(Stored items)
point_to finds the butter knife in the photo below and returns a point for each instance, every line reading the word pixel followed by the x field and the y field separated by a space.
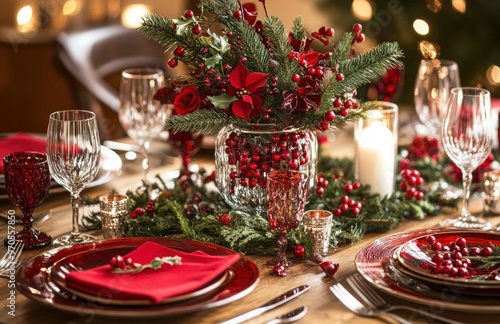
pixel 275 302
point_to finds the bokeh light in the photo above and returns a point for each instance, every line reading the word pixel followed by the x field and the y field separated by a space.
pixel 362 9
pixel 132 15
pixel 421 26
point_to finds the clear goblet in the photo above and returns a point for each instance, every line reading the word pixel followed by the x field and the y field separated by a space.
pixel 287 195
pixel 27 181
pixel 467 135
pixel 142 117
pixel 434 81
pixel 73 153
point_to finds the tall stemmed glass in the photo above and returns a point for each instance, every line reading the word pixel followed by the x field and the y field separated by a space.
pixel 467 135
pixel 27 181
pixel 142 117
pixel 434 81
pixel 287 194
pixel 73 152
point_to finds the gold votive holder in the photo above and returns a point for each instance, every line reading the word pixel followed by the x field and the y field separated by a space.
pixel 491 186
pixel 113 210
pixel 318 225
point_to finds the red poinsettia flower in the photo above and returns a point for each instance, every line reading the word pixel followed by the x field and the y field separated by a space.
pixel 246 87
pixel 304 99
pixel 311 58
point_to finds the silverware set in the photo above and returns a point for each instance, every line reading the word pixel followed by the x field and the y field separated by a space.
pixel 292 316
pixel 374 305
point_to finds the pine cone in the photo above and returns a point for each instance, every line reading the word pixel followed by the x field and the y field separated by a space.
pixel 225 219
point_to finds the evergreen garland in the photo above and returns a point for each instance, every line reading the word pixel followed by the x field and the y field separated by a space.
pixel 251 234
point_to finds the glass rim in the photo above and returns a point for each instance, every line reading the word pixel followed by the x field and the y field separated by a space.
pixel 23 156
pixel 317 213
pixel 69 115
pixel 141 72
pixel 470 91
pixel 112 198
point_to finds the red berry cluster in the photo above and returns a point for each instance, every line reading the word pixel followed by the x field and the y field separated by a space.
pixel 280 270
pixel 252 161
pixel 410 181
pixel 329 268
pixel 139 211
pixel 119 262
pixel 323 34
pixel 389 85
pixel 451 259
pixel 422 147
pixel 348 205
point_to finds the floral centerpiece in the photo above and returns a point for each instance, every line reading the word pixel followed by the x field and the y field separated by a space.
pixel 249 75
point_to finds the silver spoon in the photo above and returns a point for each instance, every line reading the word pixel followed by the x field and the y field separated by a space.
pixel 37 217
pixel 289 317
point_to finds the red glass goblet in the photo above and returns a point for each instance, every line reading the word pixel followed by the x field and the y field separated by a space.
pixel 27 182
pixel 186 144
pixel 287 195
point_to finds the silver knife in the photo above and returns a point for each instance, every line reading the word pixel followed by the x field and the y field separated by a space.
pixel 280 300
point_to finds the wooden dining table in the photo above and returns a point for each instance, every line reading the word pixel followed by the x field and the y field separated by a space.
pixel 323 306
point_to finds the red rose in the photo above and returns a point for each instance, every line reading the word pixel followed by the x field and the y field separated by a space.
pixel 187 100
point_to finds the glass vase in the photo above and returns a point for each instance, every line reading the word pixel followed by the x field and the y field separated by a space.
pixel 245 155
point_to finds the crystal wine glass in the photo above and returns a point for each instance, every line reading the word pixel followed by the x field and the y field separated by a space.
pixel 141 116
pixel 467 136
pixel 287 195
pixel 435 79
pixel 73 153
pixel 27 181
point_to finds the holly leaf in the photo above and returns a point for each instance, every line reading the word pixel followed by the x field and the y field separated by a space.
pixel 222 101
pixel 156 263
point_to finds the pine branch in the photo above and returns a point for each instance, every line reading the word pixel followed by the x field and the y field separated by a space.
pixel 298 28
pixel 367 66
pixel 206 121
pixel 254 49
pixel 342 50
pixel 275 31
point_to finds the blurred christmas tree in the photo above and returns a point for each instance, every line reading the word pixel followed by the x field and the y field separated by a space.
pixel 465 31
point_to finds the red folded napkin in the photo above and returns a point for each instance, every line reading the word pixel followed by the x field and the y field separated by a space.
pixel 20 142
pixel 196 271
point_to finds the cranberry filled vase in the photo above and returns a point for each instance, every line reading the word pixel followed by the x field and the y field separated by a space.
pixel 245 155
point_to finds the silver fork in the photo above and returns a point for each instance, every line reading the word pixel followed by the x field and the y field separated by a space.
pixel 11 256
pixel 356 307
pixel 373 299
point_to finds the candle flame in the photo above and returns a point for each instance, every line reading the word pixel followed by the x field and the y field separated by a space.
pixel 428 50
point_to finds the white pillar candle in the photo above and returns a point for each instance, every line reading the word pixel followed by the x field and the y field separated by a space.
pixel 376 158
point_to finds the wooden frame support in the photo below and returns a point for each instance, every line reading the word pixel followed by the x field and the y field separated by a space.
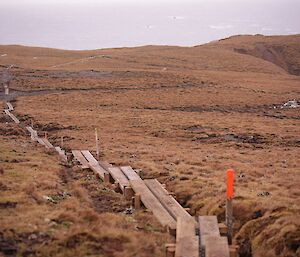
pixel 128 193
pixel 170 250
pixel 223 229
pixel 107 178
pixel 137 201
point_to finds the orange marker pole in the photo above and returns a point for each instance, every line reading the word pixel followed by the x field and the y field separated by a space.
pixel 229 210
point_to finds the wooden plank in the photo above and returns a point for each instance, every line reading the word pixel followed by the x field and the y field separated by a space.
pixel 90 158
pixel 130 173
pixel 10 107
pixel 33 133
pixel 98 170
pixel 61 153
pixel 93 164
pixel 187 243
pixel 208 226
pixel 47 143
pixel 119 177
pixel 13 117
pixel 216 246
pixel 79 157
pixel 173 207
pixel 152 203
pixel 41 141
pixel 105 165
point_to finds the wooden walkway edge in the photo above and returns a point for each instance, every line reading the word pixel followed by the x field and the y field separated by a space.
pixel 189 243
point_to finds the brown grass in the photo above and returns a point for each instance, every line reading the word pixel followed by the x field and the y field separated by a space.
pixel 211 109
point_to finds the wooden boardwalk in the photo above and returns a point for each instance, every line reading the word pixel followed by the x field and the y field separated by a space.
pixel 194 237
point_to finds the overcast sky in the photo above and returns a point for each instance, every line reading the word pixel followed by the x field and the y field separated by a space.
pixel 92 24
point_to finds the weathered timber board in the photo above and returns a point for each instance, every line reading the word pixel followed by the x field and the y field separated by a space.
pixel 61 153
pixel 90 158
pixel 216 246
pixel 208 226
pixel 119 177
pixel 47 143
pixel 130 173
pixel 153 204
pixel 79 157
pixel 173 207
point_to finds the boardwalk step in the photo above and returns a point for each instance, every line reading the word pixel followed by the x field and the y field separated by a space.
pixel 119 177
pixel 216 246
pixel 173 207
pixel 130 173
pixel 152 203
pixel 61 153
pixel 81 159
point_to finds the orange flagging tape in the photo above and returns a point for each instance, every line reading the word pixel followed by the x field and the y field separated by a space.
pixel 229 183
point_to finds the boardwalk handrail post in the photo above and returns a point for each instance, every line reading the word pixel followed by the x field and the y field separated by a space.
pixel 229 209
pixel 97 143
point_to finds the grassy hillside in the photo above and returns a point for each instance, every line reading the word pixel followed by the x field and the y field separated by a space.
pixel 182 115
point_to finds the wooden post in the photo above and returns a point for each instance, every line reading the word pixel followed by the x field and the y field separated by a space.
pixel 170 250
pixel 137 201
pixel 106 177
pixel 97 143
pixel 128 193
pixel 229 210
pixel 6 89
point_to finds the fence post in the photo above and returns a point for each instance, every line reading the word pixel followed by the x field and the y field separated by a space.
pixel 97 143
pixel 229 209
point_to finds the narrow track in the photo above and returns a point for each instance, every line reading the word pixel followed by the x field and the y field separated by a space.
pixel 195 236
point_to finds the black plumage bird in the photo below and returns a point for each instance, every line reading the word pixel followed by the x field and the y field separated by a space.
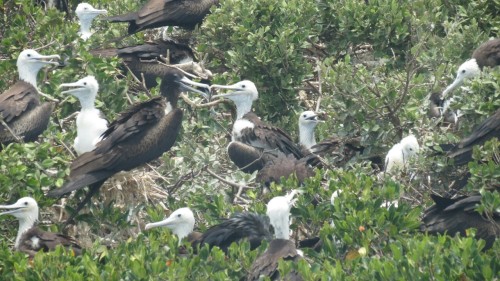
pixel 457 215
pixel 30 239
pixel 140 134
pixel 240 226
pixel 20 107
pixel 158 13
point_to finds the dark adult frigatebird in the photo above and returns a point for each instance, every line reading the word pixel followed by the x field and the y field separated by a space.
pixel 158 13
pixel 266 265
pixel 86 14
pixel 399 155
pixel 453 216
pixel 342 149
pixel 31 239
pixel 249 130
pixel 461 153
pixel 140 134
pixel 20 107
pixel 140 58
pixel 487 54
pixel 249 226
pixel 90 122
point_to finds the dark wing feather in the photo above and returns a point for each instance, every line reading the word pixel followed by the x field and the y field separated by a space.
pixel 267 264
pixel 457 215
pixel 240 226
pixel 36 239
pixel 270 137
pixel 139 135
pixel 18 99
pixel 488 54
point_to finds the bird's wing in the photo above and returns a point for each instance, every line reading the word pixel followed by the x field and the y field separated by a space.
pixel 18 99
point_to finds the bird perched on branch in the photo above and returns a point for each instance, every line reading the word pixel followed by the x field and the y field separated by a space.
pixel 23 116
pixel 250 226
pixel 158 13
pixel 454 216
pixel 30 239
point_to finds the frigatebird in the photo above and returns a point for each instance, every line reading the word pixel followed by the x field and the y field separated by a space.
pixel 239 226
pixel 90 122
pixel 158 13
pixel 250 132
pixel 140 134
pixel 461 153
pixel 486 55
pixel 24 116
pixel 266 265
pixel 86 14
pixel 456 215
pixel 30 239
pixel 399 155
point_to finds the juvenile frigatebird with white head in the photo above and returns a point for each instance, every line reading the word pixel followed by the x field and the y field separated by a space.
pixel 342 149
pixel 487 54
pixel 20 106
pixel 250 226
pixel 86 14
pixel 139 135
pixel 90 123
pixel 31 239
pixel 278 211
pixel 249 132
pixel 399 155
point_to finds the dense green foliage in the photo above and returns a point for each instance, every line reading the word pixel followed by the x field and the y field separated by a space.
pixel 285 47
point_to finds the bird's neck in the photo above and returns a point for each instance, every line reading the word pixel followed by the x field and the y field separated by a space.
pixel 243 106
pixel 281 227
pixel 85 29
pixel 183 231
pixel 24 225
pixel 87 103
pixel 28 74
pixel 306 137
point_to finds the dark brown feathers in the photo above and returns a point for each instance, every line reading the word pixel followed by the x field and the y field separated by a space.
pixel 158 13
pixel 488 53
pixel 457 215
pixel 267 264
pixel 462 153
pixel 20 108
pixel 269 137
pixel 35 240
pixel 250 226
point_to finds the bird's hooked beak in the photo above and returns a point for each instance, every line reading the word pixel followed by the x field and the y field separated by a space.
pixel 187 84
pixel 13 208
pixel 227 87
pixel 46 59
pixel 76 87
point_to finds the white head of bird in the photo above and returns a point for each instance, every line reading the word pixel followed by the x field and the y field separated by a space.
pixel 26 212
pixel 30 62
pixel 467 70
pixel 278 211
pixel 181 222
pixel 307 123
pixel 243 94
pixel 86 14
pixel 84 89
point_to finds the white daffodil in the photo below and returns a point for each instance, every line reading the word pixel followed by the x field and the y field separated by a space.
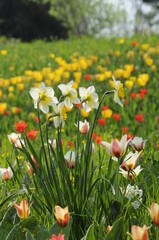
pixel 119 92
pixel 13 137
pixel 70 159
pixel 69 93
pixel 18 143
pixel 137 143
pixel 5 174
pixel 116 149
pixel 132 174
pixel 133 193
pixel 83 127
pixel 44 96
pixel 89 98
pixel 60 114
pixel 130 161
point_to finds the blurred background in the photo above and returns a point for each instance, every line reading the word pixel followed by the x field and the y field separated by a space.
pixel 54 19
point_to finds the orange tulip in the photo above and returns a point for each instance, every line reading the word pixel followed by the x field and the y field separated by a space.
pixel 23 210
pixel 138 233
pixel 61 215
pixel 154 213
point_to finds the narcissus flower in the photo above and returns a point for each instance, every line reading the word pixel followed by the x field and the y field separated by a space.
pixel 130 161
pixel 83 127
pixel 119 92
pixel 70 159
pixel 60 114
pixel 154 213
pixel 32 134
pixel 132 174
pixel 116 117
pixel 44 96
pixel 109 228
pixel 116 149
pixel 137 143
pixel 61 215
pixel 69 93
pixel 21 127
pixel 139 118
pixel 23 210
pixel 5 174
pixel 138 233
pixel 89 98
pixel 59 237
pixel 13 137
pixel 101 122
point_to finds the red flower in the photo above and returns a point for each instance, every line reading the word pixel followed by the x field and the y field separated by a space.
pixel 6 113
pixel 139 118
pixel 116 117
pixel 98 140
pixel 134 44
pixel 77 105
pixel 144 91
pixel 142 95
pixel 32 135
pixel 125 130
pixel 21 127
pixel 133 96
pixel 37 119
pixel 70 144
pixel 87 77
pixel 105 108
pixel 126 102
pixel 94 136
pixel 59 237
pixel 18 110
pixel 128 136
pixel 101 122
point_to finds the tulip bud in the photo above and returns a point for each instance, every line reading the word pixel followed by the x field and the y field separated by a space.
pixel 61 215
pixel 154 213
pixel 23 210
pixel 138 233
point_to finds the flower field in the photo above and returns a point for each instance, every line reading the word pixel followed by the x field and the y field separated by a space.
pixel 79 139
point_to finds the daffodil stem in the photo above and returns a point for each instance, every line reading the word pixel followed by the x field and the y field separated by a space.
pixel 90 139
pixel 42 141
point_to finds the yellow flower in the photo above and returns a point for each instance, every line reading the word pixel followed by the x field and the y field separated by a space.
pixel 3 107
pixel 153 68
pixel 126 74
pixel 145 47
pixel 66 75
pixel 84 114
pixel 11 89
pixel 149 62
pixel 10 96
pixel 133 79
pixel 13 81
pixel 107 113
pixel 52 55
pixel 3 52
pixel 129 68
pixel 20 86
pixel 77 76
pixel 100 77
pixel 117 54
pixel 108 74
pixel 121 41
pixel 129 84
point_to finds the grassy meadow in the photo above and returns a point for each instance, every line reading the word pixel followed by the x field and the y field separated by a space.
pixel 98 158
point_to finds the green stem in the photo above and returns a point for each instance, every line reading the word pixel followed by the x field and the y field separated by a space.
pixel 157 233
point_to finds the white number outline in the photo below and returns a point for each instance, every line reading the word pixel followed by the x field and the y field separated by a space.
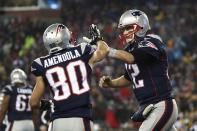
pixel 21 104
pixel 67 80
pixel 136 72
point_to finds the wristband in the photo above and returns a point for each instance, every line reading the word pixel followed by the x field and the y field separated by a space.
pixel 112 52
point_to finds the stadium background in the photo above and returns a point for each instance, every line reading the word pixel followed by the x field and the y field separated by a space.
pixel 22 23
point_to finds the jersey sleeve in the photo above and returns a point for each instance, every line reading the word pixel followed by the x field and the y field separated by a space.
pixel 126 76
pixel 146 51
pixel 7 90
pixel 37 68
pixel 87 50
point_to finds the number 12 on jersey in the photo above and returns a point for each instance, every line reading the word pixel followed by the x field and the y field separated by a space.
pixel 67 82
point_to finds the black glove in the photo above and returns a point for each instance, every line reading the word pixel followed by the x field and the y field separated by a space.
pixel 45 104
pixel 142 113
pixel 94 34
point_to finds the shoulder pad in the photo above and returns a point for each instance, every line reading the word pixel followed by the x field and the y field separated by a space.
pixel 155 36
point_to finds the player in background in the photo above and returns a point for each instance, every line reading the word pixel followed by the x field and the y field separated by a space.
pixel 16 103
pixel 146 69
pixel 66 70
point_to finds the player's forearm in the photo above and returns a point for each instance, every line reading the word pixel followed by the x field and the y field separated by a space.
pixel 120 82
pixel 2 116
pixel 121 55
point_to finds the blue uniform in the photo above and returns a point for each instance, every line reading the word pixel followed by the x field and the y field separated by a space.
pixel 19 107
pixel 149 72
pixel 151 84
pixel 67 74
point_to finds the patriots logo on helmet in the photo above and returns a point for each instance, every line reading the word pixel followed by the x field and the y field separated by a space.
pixel 136 13
pixel 59 27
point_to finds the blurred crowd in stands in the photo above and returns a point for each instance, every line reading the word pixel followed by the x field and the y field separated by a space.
pixel 175 22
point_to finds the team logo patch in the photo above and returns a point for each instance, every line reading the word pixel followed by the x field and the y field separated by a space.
pixel 151 45
pixel 148 44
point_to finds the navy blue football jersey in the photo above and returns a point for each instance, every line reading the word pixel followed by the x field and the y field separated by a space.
pixel 67 74
pixel 149 72
pixel 19 107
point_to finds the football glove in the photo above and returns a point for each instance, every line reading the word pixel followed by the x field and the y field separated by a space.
pixel 95 34
pixel 142 113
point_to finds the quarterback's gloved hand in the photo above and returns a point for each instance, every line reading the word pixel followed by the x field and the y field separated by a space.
pixel 142 113
pixel 45 104
pixel 94 34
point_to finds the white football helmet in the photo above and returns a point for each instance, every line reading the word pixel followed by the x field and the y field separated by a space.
pixel 18 76
pixel 135 19
pixel 56 37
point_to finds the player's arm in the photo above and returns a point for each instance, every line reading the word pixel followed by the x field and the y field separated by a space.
pixel 4 108
pixel 35 101
pixel 107 82
pixel 100 53
pixel 121 55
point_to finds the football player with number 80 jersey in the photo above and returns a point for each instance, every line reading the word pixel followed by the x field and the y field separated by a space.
pixel 66 70
pixel 16 103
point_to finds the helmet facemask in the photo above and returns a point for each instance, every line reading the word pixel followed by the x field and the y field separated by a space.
pixel 133 23
pixel 57 37
pixel 128 33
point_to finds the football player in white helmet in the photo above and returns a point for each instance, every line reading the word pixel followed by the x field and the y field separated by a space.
pixel 146 69
pixel 66 70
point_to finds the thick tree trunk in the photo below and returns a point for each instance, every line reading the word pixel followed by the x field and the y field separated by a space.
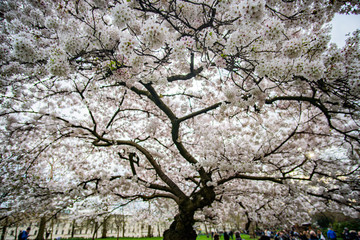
pixel 41 231
pixel 3 234
pixel 104 228
pixel 181 228
pixel 149 235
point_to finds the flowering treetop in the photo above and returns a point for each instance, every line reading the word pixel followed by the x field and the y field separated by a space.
pixel 224 104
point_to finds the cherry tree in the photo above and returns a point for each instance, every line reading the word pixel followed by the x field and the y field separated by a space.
pixel 211 106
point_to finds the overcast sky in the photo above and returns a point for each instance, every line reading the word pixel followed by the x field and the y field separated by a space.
pixel 343 24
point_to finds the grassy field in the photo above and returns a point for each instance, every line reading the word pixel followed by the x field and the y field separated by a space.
pixel 200 237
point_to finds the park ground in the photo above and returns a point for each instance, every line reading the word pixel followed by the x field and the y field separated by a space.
pixel 200 237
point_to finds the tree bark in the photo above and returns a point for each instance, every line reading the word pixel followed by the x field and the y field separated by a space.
pixel 149 235
pixel 4 230
pixel 181 228
pixel 104 228
pixel 41 232
pixel 73 229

• DESCRIPTION OF THE TASK: Return, word for word, the line containing "point_to finds the tree" and all lines after it through the last line of the records, and nothing else.

• WORKED SOLUTION:
point_to finds the tree bark in the photo above and returns a point for each instance, every line reading the word pixel followed by the x field and the y field separated by a space.
pixel 149 235
pixel 4 230
pixel 181 228
pixel 104 228
pixel 41 232
pixel 73 229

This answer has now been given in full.